Top of SUPPLIED PASSAGE

About your beer

After the recipe, there are four primary steps to any brewing process, each with several phases: Brewing, Fermentation, Finishing, and Packaging. At Two Bridges Brewing Company we use a traditional four vessel brewing process. It takes extra time but each step adds another layer of flavor to the beer.

Milling the beer

Each morning the first step for the brewer as they get ready to "mash in" is the grist bill. This is the blend of malt that will go into the mash tun to begin brewing a specific recipe. Creating that grist bill involves a process of crushing the barley malt between two large rollers in the mill. This separates the husk and fractures the body of the malt to get it ready for the next stage of mashing.

Mashing the good stuff

The mash tun is the first vessel in the brewing process. Its here that water is added to the malt and heated to allow enzymes in the malt to break starches into sugars (maltose) leaving a liquid substance called wort. Not all the starch is converted, however, as these unfermented sugars give the beer its body (mouthfeel). The mashing process is all about making food for yeast. The blended malt and water is heated to a specific temperature. Brewers must choose their temperatures, as well as the amount of time spent at the temperatures, to obtain the ideal results for their specific brew. We use a traditional decoction mash process that takes us to the second vessel. We remove 20% of the grain and move it to the cooker where its boiled and then returned to the primary mash in the mash tun.

Lautering the ingredients

No it's not soup yet! Patience, my friends, patience. The third vessel in the process is the lauter tun. Here, the completed mash is filtered by gravity to separate the solids (mash) from the liquid malt extract comprised of fermentable and unfermentable sugars. The husks from the barley provide a natural filtration bed. The end filtered liquid, called "wort", is sweet, amber-colored and clear. The wort moves off to the cooker to be boiled while the spent grains are rinsed with water to extract any remaining sugars.

Finally, the brew kettle

The wort moves to the fourth vessel, the brew kettle, to be boiled slowly and evenly to ensure sterility. It's in this stage that the hops are added. Hops, as you already know, are the spice of the beer that give it its bitterness and aroma. The boil can last anywhere from 50-120 minutes depending on the recipe and at what stages it calls for hop additions. The boil also achieves a number of other results. During this process bitter and aromatic qualities are extracted from the hops, the wort is sterilized and stops enzyme activity in the mash, and it produces the color and flavor from the wort sugars, which "brown" when exposed to high temperatures.

Bottom of SUPPLIED PASSAGE
Top of GIVEN RECORDS

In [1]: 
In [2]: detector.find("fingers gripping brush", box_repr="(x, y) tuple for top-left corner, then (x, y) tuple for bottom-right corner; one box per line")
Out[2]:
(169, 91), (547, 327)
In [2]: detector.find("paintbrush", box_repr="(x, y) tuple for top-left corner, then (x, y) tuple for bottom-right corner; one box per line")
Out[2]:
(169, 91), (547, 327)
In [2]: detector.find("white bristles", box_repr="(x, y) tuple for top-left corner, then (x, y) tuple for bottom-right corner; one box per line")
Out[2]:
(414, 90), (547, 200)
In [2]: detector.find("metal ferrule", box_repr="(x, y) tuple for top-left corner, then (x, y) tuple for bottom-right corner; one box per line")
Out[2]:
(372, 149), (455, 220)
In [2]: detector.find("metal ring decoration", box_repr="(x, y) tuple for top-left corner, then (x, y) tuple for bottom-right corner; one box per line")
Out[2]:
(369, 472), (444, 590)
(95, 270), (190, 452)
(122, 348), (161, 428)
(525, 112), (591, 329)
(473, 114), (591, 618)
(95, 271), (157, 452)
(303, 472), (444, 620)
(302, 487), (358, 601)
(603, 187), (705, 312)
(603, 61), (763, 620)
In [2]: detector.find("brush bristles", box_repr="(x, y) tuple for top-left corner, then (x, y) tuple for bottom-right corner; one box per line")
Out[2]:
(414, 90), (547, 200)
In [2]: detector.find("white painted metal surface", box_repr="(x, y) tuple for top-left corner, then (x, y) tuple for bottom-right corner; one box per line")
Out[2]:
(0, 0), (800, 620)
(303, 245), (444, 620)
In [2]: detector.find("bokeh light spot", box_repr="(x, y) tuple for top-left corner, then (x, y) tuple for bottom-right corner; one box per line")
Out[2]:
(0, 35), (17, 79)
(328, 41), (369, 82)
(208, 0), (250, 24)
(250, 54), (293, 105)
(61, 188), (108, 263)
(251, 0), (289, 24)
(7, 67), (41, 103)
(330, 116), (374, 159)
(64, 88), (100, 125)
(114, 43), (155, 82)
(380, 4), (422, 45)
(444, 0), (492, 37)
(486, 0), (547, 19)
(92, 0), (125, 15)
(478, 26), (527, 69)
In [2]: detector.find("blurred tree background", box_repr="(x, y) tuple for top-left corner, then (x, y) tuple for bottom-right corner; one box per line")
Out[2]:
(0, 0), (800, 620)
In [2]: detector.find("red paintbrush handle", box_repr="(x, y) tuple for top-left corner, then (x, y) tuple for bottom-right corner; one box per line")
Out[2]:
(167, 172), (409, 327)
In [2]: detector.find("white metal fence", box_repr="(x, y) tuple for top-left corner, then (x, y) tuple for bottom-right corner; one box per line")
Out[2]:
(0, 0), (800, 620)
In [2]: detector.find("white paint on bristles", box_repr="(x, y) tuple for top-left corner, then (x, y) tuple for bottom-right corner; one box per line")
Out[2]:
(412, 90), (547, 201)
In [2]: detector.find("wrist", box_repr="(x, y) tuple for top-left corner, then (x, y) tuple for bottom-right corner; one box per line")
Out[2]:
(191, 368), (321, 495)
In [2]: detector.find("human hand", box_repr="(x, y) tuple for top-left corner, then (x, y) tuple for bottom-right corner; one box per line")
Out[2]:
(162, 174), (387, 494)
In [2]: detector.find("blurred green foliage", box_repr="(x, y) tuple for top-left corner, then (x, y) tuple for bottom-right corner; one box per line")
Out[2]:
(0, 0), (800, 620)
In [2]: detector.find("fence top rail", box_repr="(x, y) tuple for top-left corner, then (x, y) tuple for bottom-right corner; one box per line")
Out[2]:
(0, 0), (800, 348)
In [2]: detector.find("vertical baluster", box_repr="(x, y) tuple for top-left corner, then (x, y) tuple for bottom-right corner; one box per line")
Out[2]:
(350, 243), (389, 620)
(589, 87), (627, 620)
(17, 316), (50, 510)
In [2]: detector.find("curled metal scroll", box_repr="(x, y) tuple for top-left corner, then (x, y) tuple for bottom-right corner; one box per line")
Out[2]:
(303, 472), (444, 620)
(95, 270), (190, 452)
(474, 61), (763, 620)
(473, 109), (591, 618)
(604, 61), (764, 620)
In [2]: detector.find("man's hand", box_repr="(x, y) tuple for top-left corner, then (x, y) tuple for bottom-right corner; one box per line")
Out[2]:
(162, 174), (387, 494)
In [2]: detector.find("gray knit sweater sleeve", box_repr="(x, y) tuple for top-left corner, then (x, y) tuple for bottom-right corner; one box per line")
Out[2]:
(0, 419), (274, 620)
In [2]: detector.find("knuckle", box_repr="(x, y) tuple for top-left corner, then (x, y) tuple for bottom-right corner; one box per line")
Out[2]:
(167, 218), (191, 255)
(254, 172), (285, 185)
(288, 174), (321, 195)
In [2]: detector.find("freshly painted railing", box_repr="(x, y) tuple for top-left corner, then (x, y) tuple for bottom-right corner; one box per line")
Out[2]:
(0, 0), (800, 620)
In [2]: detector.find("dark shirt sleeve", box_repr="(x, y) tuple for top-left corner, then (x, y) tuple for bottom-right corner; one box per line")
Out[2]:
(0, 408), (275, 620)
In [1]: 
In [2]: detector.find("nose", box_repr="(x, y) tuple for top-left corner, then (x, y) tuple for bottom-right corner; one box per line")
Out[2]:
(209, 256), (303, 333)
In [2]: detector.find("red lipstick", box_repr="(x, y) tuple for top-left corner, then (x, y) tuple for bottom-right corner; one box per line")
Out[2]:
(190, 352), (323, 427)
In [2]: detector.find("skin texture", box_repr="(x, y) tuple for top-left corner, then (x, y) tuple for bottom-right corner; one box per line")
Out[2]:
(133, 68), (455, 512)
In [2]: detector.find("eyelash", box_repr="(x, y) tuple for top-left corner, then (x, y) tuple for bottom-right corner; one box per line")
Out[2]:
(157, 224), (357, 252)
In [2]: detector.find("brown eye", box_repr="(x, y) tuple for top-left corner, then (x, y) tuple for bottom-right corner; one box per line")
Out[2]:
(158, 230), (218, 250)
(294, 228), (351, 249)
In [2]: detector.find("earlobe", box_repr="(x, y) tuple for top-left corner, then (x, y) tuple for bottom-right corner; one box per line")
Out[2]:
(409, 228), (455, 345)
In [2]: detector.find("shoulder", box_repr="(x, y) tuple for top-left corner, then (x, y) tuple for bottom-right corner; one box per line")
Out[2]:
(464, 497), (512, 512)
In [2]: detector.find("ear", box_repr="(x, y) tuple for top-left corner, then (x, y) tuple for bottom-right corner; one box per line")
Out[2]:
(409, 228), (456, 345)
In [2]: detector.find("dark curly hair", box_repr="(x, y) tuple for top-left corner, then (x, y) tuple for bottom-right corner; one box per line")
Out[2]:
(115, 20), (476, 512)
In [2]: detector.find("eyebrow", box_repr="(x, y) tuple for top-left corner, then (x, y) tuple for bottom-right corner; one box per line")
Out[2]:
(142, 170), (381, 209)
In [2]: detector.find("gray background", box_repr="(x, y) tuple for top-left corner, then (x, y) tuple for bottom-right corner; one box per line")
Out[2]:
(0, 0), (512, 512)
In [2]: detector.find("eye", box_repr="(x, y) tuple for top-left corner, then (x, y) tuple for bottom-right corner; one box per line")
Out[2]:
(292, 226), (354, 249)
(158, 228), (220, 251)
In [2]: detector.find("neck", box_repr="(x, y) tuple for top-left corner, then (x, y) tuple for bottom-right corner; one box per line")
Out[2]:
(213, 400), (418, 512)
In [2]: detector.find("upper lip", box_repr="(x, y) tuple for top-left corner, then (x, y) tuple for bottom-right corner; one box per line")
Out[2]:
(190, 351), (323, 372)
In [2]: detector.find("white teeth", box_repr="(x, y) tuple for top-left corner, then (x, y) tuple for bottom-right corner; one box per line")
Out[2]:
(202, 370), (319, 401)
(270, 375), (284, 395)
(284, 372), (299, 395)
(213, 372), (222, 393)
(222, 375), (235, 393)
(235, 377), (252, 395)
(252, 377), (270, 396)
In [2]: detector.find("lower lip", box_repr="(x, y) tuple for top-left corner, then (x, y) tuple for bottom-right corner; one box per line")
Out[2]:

Bottom of GIVEN RECORDS

> [ABOUT THIS EXERCISE] In the text on brewing beer, write out everything from "Milling the beer" down to "stage of mashing.", word for word.

> [EXERCISE RESULT]
Milling the beer

Each morning the first step for the brewer as they get ready to "mash in" is the grist bill. This is the blend of malt that will go into the mash tun to begin brewing a specific recipe. Creating that grist bill involves a process of crushing the barley malt between two large rollers in the mill. This separates the husk and fractures the body of the malt to get it ready for the next stage of mashing.